▶ **WHAT IS EXPECTED**
Within the data below, how many lines contain "trunk"? Reply with the number only.

Stored data entries
::::::

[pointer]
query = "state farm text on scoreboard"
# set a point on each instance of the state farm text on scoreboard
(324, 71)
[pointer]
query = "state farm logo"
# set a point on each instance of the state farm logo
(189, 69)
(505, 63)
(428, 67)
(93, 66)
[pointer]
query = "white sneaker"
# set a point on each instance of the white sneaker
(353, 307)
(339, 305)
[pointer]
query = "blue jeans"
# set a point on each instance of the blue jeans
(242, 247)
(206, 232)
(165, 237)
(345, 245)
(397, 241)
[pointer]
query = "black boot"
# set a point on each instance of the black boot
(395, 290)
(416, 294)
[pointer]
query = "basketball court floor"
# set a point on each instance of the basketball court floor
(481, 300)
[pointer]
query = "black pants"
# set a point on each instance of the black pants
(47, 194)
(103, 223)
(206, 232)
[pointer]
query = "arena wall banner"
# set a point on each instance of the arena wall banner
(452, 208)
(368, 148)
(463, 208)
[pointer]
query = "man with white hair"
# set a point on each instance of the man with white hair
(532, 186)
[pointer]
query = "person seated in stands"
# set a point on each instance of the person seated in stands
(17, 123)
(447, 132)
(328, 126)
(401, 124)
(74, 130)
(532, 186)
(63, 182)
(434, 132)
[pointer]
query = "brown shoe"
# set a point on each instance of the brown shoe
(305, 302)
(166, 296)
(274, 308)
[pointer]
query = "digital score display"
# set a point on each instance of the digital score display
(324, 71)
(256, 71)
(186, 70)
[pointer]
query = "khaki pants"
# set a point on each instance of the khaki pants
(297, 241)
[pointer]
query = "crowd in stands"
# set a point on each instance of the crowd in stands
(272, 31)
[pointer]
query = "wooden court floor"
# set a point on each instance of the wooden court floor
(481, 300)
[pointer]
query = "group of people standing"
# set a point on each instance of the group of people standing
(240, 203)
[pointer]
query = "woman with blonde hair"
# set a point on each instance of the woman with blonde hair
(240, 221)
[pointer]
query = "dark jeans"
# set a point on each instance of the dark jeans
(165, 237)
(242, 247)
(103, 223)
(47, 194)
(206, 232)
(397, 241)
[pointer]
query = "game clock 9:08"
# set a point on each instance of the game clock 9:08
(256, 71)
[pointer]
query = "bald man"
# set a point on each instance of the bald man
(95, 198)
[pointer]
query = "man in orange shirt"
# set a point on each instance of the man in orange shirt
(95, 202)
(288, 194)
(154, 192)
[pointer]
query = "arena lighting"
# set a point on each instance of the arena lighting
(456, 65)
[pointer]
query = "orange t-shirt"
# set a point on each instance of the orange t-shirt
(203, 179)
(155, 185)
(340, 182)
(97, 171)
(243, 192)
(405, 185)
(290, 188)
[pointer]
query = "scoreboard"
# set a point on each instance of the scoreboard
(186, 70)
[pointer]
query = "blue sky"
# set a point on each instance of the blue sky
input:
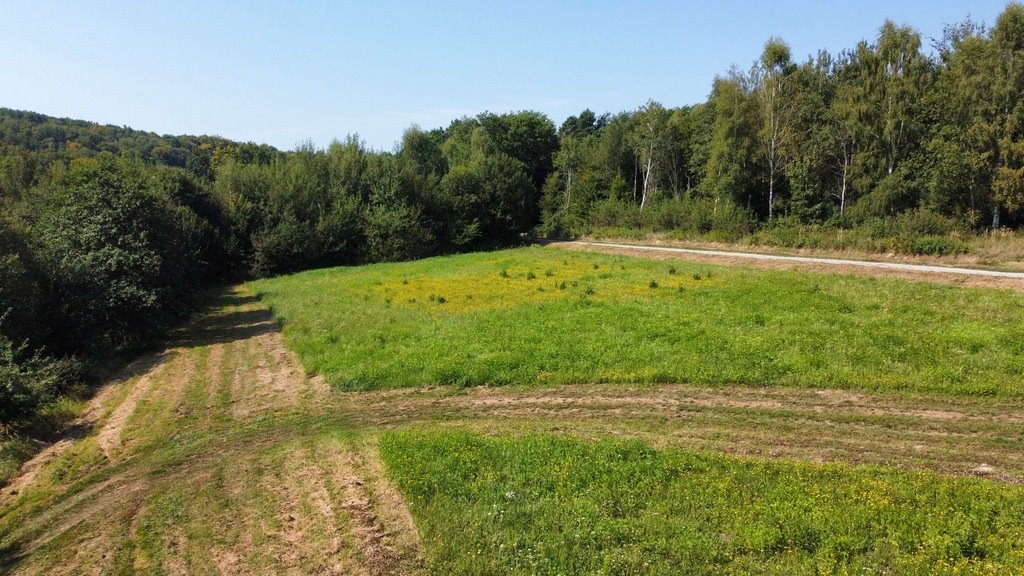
(285, 73)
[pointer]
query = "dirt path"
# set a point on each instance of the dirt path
(953, 436)
(970, 277)
(179, 460)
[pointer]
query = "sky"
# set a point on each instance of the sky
(291, 73)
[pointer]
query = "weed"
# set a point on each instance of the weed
(545, 503)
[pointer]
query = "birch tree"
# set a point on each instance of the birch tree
(771, 74)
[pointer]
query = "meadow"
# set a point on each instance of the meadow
(542, 316)
(548, 504)
(224, 454)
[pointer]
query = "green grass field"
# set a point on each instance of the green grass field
(223, 454)
(544, 504)
(542, 316)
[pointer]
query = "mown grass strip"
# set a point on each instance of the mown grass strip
(546, 316)
(547, 504)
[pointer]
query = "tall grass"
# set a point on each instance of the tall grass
(544, 504)
(479, 319)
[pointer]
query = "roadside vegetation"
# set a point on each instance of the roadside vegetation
(221, 455)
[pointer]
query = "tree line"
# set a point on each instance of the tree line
(108, 234)
(881, 130)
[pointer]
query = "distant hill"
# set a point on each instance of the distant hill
(69, 138)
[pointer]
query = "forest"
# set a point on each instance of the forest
(110, 234)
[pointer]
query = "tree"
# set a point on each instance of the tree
(732, 157)
(120, 259)
(771, 75)
(650, 144)
(1008, 39)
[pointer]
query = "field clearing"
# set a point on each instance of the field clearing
(545, 504)
(223, 455)
(501, 318)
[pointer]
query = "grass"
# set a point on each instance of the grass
(220, 468)
(480, 319)
(544, 504)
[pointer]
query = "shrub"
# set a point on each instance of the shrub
(28, 381)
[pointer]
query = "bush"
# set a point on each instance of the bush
(121, 258)
(396, 233)
(28, 381)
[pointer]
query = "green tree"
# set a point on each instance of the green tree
(770, 79)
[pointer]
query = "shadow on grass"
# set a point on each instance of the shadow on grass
(221, 321)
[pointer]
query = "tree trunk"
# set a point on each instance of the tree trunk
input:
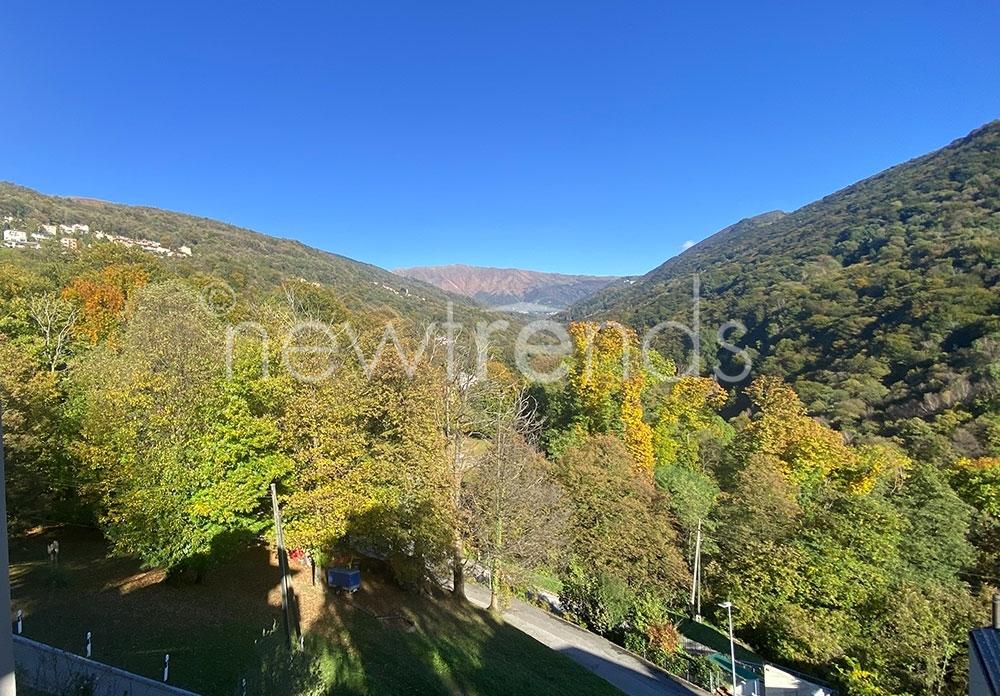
(495, 587)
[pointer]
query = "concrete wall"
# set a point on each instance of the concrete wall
(778, 682)
(55, 671)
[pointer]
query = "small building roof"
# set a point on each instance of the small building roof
(985, 644)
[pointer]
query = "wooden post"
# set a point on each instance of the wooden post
(7, 686)
(282, 561)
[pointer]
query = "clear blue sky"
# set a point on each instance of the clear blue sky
(589, 136)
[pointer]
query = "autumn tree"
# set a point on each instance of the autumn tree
(604, 389)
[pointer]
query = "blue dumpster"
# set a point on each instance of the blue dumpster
(344, 578)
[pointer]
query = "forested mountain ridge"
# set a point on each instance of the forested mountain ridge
(507, 286)
(245, 259)
(878, 303)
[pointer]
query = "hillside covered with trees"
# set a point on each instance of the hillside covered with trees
(878, 303)
(245, 260)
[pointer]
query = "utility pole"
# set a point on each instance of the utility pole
(282, 561)
(7, 685)
(728, 606)
(696, 577)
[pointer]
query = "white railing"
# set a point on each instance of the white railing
(57, 672)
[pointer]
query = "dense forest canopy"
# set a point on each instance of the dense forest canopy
(879, 303)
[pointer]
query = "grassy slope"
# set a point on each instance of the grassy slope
(249, 261)
(868, 300)
(430, 647)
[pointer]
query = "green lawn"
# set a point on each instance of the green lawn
(380, 641)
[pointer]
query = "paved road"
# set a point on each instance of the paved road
(602, 657)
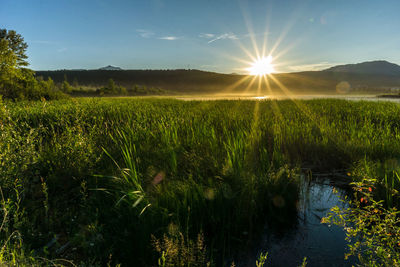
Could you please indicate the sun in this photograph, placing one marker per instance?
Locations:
(261, 66)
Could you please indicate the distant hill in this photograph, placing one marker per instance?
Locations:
(371, 67)
(375, 76)
(109, 67)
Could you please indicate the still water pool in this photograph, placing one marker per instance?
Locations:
(323, 245)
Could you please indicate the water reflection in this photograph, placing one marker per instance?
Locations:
(282, 97)
(321, 244)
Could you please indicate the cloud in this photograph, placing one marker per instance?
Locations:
(215, 37)
(145, 33)
(312, 67)
(62, 49)
(43, 42)
(169, 38)
(207, 35)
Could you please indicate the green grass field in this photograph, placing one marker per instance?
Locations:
(133, 181)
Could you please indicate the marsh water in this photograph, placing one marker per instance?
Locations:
(284, 97)
(323, 245)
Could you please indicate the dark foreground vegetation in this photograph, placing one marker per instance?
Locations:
(146, 182)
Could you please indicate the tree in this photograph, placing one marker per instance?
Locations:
(16, 44)
(16, 81)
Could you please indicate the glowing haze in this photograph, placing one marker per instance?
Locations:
(223, 36)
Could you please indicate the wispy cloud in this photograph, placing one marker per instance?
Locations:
(312, 67)
(170, 38)
(214, 37)
(43, 42)
(62, 49)
(207, 35)
(145, 33)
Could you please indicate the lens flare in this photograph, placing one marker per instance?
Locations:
(261, 66)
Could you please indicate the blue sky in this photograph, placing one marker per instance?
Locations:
(203, 34)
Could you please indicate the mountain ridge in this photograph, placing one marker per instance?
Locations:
(368, 67)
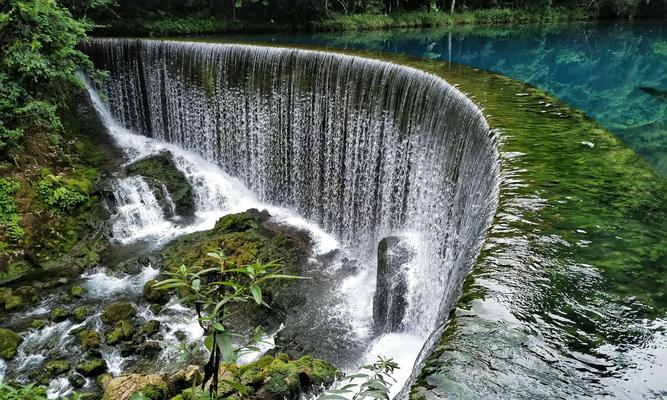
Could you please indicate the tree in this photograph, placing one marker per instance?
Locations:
(38, 65)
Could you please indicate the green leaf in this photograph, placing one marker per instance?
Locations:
(256, 293)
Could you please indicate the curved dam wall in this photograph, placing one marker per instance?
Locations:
(364, 148)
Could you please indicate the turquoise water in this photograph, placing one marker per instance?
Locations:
(598, 68)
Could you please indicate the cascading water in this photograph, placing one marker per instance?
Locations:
(363, 148)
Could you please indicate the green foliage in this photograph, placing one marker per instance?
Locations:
(27, 392)
(214, 292)
(38, 64)
(372, 382)
(56, 194)
(9, 218)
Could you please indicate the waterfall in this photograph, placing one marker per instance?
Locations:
(363, 148)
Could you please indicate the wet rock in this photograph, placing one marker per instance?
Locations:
(57, 367)
(81, 313)
(121, 332)
(38, 324)
(184, 379)
(9, 341)
(150, 349)
(59, 314)
(115, 312)
(12, 301)
(152, 387)
(389, 302)
(161, 174)
(282, 378)
(78, 291)
(150, 328)
(90, 339)
(92, 368)
(76, 380)
(155, 295)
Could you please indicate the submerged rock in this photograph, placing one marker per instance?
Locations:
(92, 368)
(59, 314)
(155, 295)
(121, 332)
(389, 302)
(152, 386)
(9, 342)
(161, 174)
(90, 339)
(57, 367)
(115, 312)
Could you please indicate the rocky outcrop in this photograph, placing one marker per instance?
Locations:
(124, 387)
(389, 302)
(9, 342)
(118, 311)
(244, 238)
(162, 176)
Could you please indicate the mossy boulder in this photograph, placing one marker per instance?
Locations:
(280, 377)
(126, 387)
(57, 367)
(81, 313)
(121, 332)
(12, 301)
(150, 328)
(154, 294)
(9, 342)
(115, 312)
(78, 291)
(59, 314)
(38, 324)
(161, 174)
(91, 368)
(90, 339)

::::::

▶ **ANSWER AREA**
2